----- Excerpted data
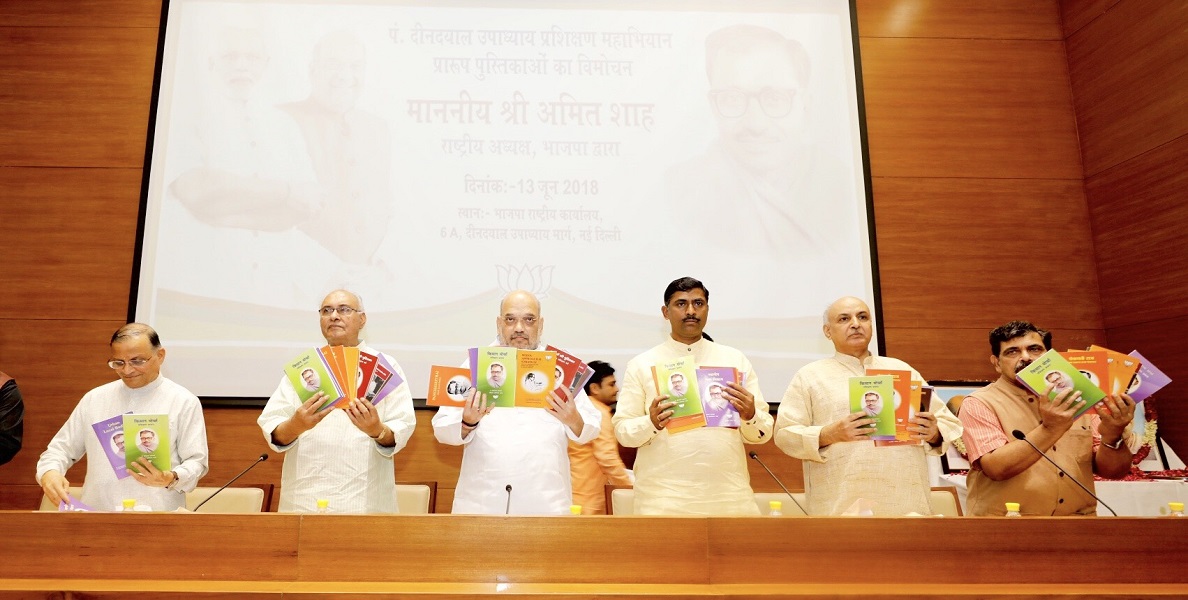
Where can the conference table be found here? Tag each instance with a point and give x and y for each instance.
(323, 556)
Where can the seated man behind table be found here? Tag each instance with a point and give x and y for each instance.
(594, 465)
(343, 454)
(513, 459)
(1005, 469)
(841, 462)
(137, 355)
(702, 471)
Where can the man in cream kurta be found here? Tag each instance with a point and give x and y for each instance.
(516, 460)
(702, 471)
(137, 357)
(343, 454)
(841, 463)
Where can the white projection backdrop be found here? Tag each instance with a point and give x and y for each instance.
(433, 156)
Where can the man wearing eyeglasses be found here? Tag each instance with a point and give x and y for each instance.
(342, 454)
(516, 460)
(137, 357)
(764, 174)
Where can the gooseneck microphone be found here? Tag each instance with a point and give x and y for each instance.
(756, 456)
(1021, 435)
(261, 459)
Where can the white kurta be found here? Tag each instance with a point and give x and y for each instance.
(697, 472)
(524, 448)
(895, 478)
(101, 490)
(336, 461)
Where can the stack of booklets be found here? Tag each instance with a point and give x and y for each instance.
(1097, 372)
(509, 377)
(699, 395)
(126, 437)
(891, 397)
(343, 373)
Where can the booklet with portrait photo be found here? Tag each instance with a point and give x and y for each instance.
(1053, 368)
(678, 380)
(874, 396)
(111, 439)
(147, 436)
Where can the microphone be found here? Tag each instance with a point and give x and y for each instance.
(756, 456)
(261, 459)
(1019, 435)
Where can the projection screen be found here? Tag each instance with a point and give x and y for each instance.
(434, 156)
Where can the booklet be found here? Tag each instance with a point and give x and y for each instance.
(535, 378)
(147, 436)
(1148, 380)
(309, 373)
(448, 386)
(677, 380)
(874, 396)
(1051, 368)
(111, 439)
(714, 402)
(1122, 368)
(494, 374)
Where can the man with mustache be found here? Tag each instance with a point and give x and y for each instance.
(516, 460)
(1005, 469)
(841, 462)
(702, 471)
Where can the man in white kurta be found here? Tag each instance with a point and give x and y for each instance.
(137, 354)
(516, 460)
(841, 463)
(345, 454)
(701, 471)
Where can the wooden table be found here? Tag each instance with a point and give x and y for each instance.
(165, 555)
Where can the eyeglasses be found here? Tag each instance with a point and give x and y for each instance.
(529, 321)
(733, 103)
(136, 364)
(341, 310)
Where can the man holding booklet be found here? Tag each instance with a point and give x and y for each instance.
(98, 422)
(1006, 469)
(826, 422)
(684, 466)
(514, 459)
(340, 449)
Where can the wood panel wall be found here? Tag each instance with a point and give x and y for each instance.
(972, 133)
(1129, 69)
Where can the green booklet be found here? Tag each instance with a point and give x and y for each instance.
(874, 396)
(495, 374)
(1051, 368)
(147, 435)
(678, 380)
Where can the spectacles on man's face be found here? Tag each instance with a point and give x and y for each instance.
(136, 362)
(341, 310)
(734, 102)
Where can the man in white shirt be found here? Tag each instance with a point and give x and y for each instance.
----------
■ About this exercise ■
All that is wanted is the lines from the one containing "Where can the green" through the last line of the records, restated word for word.

■ Exercise solution ■
Where can the green booklet be found here? Tag each instance with a point and give x and y for each instance.
(874, 396)
(495, 374)
(1051, 368)
(147, 435)
(678, 380)
Where can the spectacles on man's face be found here? Tag each instance with a point and give x and y for each instance.
(136, 362)
(341, 310)
(734, 102)
Where can the man in white shirt be found here? Tag each instance with a point and give x and y for each instance.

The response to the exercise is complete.